Problem:
Locate the line that contains "Call locate_point to put a point on the decorative". Print it and each following line through the end of the listing, verbatim, and nothing more.

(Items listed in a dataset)
• • • • • • •

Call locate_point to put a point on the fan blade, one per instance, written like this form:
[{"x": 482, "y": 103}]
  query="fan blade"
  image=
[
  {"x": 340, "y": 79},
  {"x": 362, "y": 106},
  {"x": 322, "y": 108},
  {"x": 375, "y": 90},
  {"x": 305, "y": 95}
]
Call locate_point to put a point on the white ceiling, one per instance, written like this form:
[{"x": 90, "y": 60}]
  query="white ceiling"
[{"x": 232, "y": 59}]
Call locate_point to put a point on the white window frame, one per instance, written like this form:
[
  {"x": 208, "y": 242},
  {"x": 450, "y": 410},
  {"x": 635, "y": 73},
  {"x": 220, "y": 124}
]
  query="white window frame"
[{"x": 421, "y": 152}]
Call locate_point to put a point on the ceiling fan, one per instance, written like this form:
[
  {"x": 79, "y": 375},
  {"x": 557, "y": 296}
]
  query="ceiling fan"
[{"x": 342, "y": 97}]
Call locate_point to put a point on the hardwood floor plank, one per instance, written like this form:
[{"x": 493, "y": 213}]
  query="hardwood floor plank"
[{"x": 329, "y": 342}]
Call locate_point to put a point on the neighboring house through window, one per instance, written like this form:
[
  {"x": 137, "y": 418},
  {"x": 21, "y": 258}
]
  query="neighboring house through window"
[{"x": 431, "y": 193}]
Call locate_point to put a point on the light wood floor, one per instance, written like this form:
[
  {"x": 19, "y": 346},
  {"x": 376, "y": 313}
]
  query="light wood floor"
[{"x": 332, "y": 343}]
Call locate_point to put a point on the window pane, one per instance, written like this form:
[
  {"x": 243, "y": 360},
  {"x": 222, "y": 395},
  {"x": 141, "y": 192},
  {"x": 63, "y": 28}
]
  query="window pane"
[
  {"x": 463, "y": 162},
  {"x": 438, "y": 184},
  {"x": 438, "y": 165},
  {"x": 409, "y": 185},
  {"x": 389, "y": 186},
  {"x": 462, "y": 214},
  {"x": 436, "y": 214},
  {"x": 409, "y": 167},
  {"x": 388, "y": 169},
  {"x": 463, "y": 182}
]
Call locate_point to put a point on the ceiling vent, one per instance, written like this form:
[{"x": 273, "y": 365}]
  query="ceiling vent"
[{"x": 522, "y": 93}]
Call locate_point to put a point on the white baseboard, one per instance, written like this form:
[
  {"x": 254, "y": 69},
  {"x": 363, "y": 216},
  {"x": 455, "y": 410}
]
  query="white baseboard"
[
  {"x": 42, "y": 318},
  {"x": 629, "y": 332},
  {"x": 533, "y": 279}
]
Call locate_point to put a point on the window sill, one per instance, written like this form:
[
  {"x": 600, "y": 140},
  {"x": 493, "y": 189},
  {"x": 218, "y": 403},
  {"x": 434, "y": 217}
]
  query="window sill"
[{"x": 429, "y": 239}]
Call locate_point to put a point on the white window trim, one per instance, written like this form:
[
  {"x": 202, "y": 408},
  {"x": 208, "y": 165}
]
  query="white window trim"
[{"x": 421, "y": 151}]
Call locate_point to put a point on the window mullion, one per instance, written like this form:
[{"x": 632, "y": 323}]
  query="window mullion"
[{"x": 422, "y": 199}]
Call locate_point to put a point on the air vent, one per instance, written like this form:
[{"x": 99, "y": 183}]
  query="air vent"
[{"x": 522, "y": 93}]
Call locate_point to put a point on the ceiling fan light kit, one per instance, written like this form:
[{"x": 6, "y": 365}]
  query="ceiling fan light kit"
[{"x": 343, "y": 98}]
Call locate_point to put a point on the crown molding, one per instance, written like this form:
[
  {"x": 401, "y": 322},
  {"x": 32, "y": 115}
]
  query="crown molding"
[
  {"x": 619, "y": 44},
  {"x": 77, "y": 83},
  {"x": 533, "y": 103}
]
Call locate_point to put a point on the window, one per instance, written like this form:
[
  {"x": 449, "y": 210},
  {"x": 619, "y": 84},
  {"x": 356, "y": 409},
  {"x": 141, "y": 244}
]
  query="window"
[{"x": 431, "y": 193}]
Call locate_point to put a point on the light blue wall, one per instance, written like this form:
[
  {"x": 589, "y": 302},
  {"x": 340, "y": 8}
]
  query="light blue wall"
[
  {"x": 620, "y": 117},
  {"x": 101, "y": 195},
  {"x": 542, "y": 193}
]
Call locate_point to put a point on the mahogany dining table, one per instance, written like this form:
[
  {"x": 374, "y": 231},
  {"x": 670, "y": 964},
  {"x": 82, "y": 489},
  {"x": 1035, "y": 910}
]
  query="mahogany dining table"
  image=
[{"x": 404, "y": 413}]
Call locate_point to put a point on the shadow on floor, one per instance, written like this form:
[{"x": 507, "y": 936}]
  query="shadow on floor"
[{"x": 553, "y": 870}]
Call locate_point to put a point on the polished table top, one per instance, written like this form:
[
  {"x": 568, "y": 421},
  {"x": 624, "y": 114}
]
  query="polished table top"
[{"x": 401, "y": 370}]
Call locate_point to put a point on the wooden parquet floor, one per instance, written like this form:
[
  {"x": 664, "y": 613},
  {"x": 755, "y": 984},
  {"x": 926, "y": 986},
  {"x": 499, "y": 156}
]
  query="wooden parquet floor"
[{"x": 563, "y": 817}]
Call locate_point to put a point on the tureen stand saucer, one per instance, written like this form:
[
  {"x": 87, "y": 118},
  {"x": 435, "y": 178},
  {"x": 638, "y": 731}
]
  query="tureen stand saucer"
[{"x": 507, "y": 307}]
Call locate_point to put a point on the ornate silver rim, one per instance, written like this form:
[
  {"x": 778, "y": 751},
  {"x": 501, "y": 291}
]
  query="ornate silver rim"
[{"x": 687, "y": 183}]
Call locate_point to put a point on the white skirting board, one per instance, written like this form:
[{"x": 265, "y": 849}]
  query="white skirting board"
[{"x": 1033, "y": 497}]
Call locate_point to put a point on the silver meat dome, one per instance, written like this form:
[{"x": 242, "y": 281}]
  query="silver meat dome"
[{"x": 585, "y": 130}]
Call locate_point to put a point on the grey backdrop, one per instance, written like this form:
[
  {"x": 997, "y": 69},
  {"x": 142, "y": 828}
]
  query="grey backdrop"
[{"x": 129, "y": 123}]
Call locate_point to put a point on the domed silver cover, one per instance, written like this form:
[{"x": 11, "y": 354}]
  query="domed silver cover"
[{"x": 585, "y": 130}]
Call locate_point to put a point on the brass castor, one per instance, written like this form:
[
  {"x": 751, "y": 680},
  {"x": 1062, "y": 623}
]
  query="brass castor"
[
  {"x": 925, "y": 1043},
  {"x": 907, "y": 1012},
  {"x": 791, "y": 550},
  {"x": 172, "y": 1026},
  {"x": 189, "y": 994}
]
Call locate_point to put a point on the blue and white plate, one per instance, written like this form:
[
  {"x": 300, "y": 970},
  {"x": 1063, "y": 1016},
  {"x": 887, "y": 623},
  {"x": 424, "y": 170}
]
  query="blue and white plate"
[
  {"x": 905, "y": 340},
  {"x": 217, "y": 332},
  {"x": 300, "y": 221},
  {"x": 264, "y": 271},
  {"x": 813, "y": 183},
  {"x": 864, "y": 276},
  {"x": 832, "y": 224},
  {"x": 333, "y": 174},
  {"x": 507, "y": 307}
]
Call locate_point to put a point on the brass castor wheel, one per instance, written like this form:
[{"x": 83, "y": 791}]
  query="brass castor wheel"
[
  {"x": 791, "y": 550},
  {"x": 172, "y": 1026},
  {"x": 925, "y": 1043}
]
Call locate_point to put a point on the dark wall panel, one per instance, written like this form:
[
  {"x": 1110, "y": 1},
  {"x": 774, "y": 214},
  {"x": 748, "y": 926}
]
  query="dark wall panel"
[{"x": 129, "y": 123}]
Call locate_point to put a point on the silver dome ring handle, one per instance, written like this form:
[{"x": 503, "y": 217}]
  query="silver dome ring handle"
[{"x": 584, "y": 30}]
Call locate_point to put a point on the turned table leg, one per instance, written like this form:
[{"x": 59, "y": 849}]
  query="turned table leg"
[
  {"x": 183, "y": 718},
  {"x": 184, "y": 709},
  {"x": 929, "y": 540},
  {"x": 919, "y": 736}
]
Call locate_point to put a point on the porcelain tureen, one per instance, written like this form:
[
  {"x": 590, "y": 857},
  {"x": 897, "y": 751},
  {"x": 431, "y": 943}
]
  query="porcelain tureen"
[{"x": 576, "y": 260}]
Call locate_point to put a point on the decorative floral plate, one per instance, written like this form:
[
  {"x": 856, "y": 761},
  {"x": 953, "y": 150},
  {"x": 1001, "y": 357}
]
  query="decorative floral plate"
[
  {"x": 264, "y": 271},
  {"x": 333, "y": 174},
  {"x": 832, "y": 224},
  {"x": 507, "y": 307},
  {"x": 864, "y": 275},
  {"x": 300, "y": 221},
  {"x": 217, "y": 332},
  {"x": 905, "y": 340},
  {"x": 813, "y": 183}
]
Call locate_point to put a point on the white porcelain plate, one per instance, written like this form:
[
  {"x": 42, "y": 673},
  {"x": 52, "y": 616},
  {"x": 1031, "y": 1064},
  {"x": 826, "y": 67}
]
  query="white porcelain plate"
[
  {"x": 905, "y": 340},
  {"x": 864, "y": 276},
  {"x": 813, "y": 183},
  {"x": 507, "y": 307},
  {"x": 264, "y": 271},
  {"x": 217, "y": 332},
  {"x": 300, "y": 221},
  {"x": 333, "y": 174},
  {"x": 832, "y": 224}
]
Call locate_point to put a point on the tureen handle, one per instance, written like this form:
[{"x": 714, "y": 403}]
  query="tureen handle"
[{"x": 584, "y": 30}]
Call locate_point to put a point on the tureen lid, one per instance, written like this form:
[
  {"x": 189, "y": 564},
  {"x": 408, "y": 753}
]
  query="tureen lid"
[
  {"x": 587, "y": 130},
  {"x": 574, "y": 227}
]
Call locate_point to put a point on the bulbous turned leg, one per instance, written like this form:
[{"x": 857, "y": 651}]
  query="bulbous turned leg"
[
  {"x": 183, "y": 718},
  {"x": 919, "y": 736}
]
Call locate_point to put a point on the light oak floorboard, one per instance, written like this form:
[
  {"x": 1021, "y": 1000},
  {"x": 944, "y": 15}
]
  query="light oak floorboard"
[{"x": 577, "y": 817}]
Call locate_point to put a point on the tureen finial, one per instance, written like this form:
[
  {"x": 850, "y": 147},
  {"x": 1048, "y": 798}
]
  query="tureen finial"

• • • • • • •

Correct output:
Call locate_point to put a point on the decorative floral plate, one per instance, written like this form:
[
  {"x": 856, "y": 761},
  {"x": 953, "y": 150},
  {"x": 1001, "y": 357}
]
  query="decorative floral plate"
[
  {"x": 264, "y": 271},
  {"x": 333, "y": 174},
  {"x": 832, "y": 224},
  {"x": 507, "y": 307},
  {"x": 864, "y": 275},
  {"x": 300, "y": 221},
  {"x": 217, "y": 332},
  {"x": 905, "y": 340},
  {"x": 813, "y": 183}
]
Call locate_point to put a point on the white porcelain plate, one per instance, written like this form:
[
  {"x": 42, "y": 673},
  {"x": 52, "y": 616},
  {"x": 1031, "y": 1064},
  {"x": 826, "y": 67}
]
  query="white porcelain plate"
[
  {"x": 905, "y": 340},
  {"x": 864, "y": 276},
  {"x": 813, "y": 183},
  {"x": 507, "y": 307},
  {"x": 264, "y": 271},
  {"x": 217, "y": 332},
  {"x": 300, "y": 221},
  {"x": 333, "y": 174},
  {"x": 832, "y": 224}
]
Call locate_point to put a point on the tureen handle, one per instance, written like this form:
[{"x": 714, "y": 403}]
  query="tureen handle"
[{"x": 584, "y": 30}]
Call locate_point to put a point on the tureen lid, one per instance, written like this form:
[
  {"x": 189, "y": 564},
  {"x": 408, "y": 753}
]
  query="tureen lid"
[
  {"x": 587, "y": 130},
  {"x": 574, "y": 227}
]
Call locate_point to put a point on the bulbous turned leg, one per instance, written like this form:
[{"x": 857, "y": 651}]
  query="bulbous turned leg"
[
  {"x": 183, "y": 718},
  {"x": 919, "y": 736}
]
Call locate_point to put a point on the light oak floorboard, one per instance, written like this form:
[
  {"x": 1021, "y": 1000},
  {"x": 944, "y": 15}
]
  query="light oak floorboard"
[{"x": 577, "y": 817}]
Call locate_point to put a point on the tureen finial, one per instance, written like this form:
[
  {"x": 850, "y": 147},
  {"x": 1048, "y": 798}
]
  query="tureen finial"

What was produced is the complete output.